◆ Task directions
Copy every item below word for word, leaving out the pictures.

◆ Provided entries
* start *

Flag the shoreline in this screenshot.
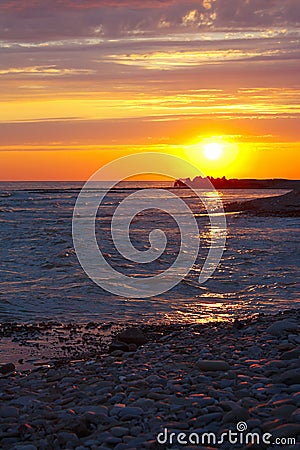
[0,309,300,450]
[0,309,290,372]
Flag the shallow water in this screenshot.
[0,183,299,322]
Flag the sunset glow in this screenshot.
[203,142,223,160]
[0,0,300,180]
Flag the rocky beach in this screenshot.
[0,310,300,450]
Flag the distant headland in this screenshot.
[174,176,300,190]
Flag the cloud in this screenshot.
[0,0,300,41]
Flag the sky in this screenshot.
[0,0,300,181]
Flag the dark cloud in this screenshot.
[0,0,300,40]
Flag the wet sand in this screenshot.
[0,310,300,450]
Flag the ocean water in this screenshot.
[0,183,299,322]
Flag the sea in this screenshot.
[0,182,299,323]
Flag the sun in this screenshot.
[203,142,223,160]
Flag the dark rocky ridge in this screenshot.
[225,190,300,217]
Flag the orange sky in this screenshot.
[0,0,300,181]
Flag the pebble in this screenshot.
[197,359,230,372]
[266,319,298,336]
[0,311,300,450]
[0,405,19,419]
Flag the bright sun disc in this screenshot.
[203,142,223,160]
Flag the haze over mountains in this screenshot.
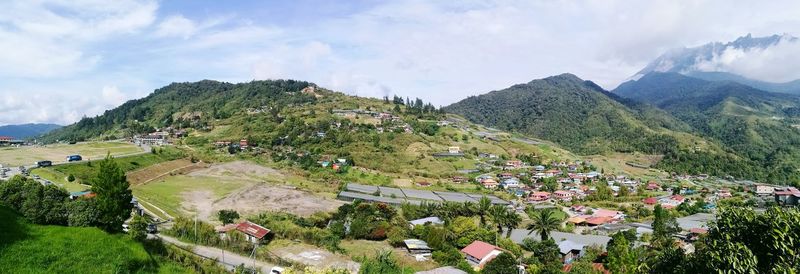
[632,34,800,94]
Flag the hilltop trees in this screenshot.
[653,205,680,246]
[528,209,561,241]
[92,155,133,231]
[0,176,69,225]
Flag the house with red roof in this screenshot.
[461,241,503,268]
[216,221,270,244]
[773,187,800,205]
[481,179,500,189]
[528,191,550,203]
[553,190,572,202]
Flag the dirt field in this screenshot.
[126,159,204,185]
[270,243,361,273]
[133,161,344,221]
[212,184,344,216]
[0,142,142,166]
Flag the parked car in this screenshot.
[147,224,158,234]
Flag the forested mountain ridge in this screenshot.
[445,74,700,154]
[632,34,800,94]
[39,77,575,181]
[42,80,315,142]
[613,73,800,182]
[0,124,61,139]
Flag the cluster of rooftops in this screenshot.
[338,183,509,205]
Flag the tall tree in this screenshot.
[481,252,517,274]
[92,154,133,232]
[489,205,508,234]
[528,209,561,241]
[475,196,492,226]
[505,210,522,238]
[607,232,638,274]
[653,205,680,246]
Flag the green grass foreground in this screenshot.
[0,206,193,273]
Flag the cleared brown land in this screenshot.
[127,159,203,185]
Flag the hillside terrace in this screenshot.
[337,183,509,205]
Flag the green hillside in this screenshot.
[614,73,800,183]
[44,81,576,184]
[445,74,704,154]
[0,206,192,273]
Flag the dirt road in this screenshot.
[157,234,275,273]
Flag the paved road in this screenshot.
[156,234,275,273]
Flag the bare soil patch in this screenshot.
[126,159,205,185]
[271,244,361,273]
[188,161,285,181]
[213,184,344,216]
[181,190,216,220]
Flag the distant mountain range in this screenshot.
[632,34,800,94]
[37,32,800,184]
[0,124,61,139]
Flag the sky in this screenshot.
[0,0,800,125]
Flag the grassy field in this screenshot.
[50,148,184,184]
[31,168,89,192]
[132,175,246,216]
[339,240,439,273]
[0,142,142,166]
[0,207,191,273]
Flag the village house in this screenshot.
[133,133,167,146]
[528,191,550,203]
[408,216,444,229]
[461,241,503,269]
[642,197,658,205]
[553,190,572,202]
[774,187,800,206]
[659,195,686,208]
[481,179,499,189]
[216,221,270,244]
[505,160,522,169]
[500,178,520,189]
[403,239,433,256]
[756,185,775,196]
[716,188,733,199]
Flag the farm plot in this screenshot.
[0,142,142,166]
[132,161,343,221]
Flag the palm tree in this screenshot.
[476,196,492,226]
[505,210,522,238]
[528,209,561,241]
[489,205,508,234]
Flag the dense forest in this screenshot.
[42,80,315,142]
[445,74,685,154]
[614,73,800,183]
[445,73,800,184]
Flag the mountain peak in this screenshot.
[632,33,797,79]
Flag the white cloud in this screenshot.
[0,0,800,124]
[156,15,197,39]
[695,39,800,83]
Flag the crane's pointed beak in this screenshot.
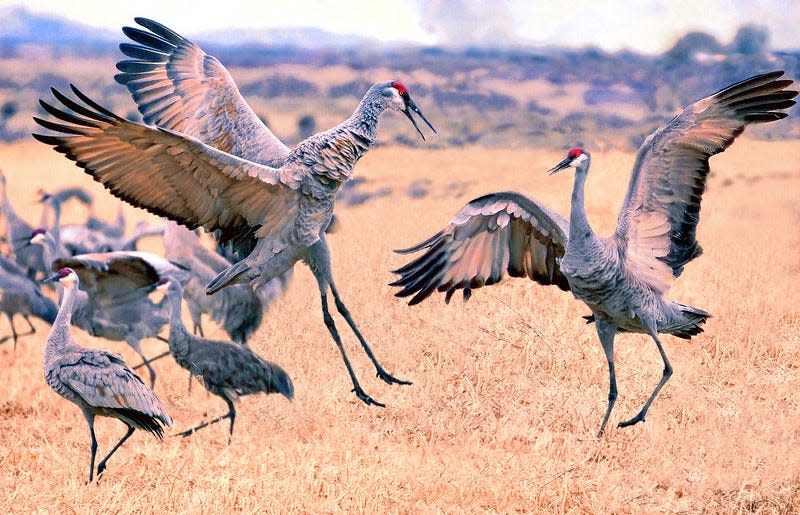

* end *

◆ Result of the task
Flag the shoreline in this screenshot.
[0,309,300,450]
[0,309,290,372]
Flag the shallow water in this screenshot.
[0,183,299,322]
Flag the sunset glow in this screenshot.
[203,142,223,160]
[0,0,300,180]
Flag the rocky beach in this screenshot.
[0,310,300,450]
Flag the distant headland in this screenshot.
[174,176,300,190]
Flag the cloud in this screenshot.
[0,0,300,41]
Flag the sky in this screenshot.
[0,0,300,181]
Flag the dark cloud in this screenshot.
[0,0,300,40]
Flag the wet sand in this screenshot.
[0,310,300,450]
Flag the ocean water in this screenshot.
[0,183,299,322]
Flag the sea in this screenshot.
[0,182,299,323]
Flag the sun in this screenshot.
[203,142,223,160]
Flag the dark rocky ridge in this screenshot.
[225,190,300,217]
Flag the orange sky in this screenshot.
[0,0,300,181]
Flag the pebble in this screenshot.
[197,359,230,372]
[266,319,298,336]
[0,311,300,450]
[0,405,19,419]
Flag the bright sun disc in this screenshot.
[203,142,223,160]
Flag the haze over mountains in this screenshot.
[632,34,800,94]
Flag the hilltop trees in this screenshot.
[653,205,680,246]
[528,209,561,241]
[92,155,133,231]
[0,176,69,225]
Flag the house with red roof in this screenshot.
[461,241,503,268]
[216,221,270,244]
[773,187,800,205]
[481,179,500,189]
[528,191,550,203]
[553,190,572,202]
Flag the dirt field in this screenshot.
[126,159,204,185]
[270,243,361,273]
[133,161,344,221]
[212,184,344,216]
[0,142,142,166]
Flag the parked car in this screenshot.
[147,224,158,234]
Flag the forested mountain ridge in this screenshot.
[445,74,700,154]
[632,34,800,94]
[39,77,575,181]
[42,80,315,142]
[613,73,800,182]
[0,124,61,139]
Flag the cluster of rooftops in this screenshot.
[338,183,509,205]
Flag the tall tree in this screenshot.
[481,252,517,274]
[92,154,133,232]
[489,205,508,234]
[528,209,561,241]
[475,196,492,226]
[505,210,522,238]
[607,232,638,274]
[653,205,680,246]
Flag the green grass foreground in this screenshot.
[0,206,193,273]
Flag the cleared brown land in this screenshot.
[127,159,203,185]
Flag the hillside terrace in this screenshot.
[337,183,509,205]
Flag the green hillside in this screenshot.
[614,73,800,183]
[44,81,576,184]
[445,74,704,154]
[0,206,192,273]
Flag the dirt road in this screenshot.
[157,234,275,273]
Flag the paved road in this screenshot.
[156,234,275,273]
Flag the bare soil patch in this screenshot.
[126,159,205,185]
[271,244,361,273]
[188,161,285,181]
[213,184,344,216]
[181,190,216,220]
Flag the distant mountain range in this screenshot.
[632,34,800,94]
[37,32,800,184]
[0,124,61,139]
Flag the sky in this screenshot.
[0,0,800,125]
Flag the grassy field in this screenshot.
[50,148,184,184]
[31,168,89,192]
[132,175,246,216]
[339,240,439,273]
[0,142,142,166]
[0,207,191,273]
Flag the village house in this screenshot.
[133,133,167,146]
[528,191,550,203]
[408,216,444,229]
[461,241,503,269]
[642,197,658,205]
[553,190,572,202]
[774,187,800,206]
[659,195,686,208]
[481,179,499,189]
[216,221,270,244]
[505,160,522,169]
[500,178,520,189]
[403,239,433,256]
[756,185,775,196]
[716,188,733,199]
Flag the farm plot in this screenshot.
[0,142,142,166]
[132,161,343,221]
Flag the palm tree in this screenshot.
[476,196,492,226]
[505,210,522,238]
[528,209,561,241]
[489,205,508,234]
Flag the dense forest in this screenshot.
[42,80,315,142]
[445,74,685,154]
[614,73,800,183]
[445,73,800,184]
Flag the mountain peak in this screenshot.
[632,33,797,79]
Flag the white cloud in this screenshot.
[0,0,800,124]
[156,15,197,39]
[695,39,800,83]
Flag the crane's pointed beak in this screenshot.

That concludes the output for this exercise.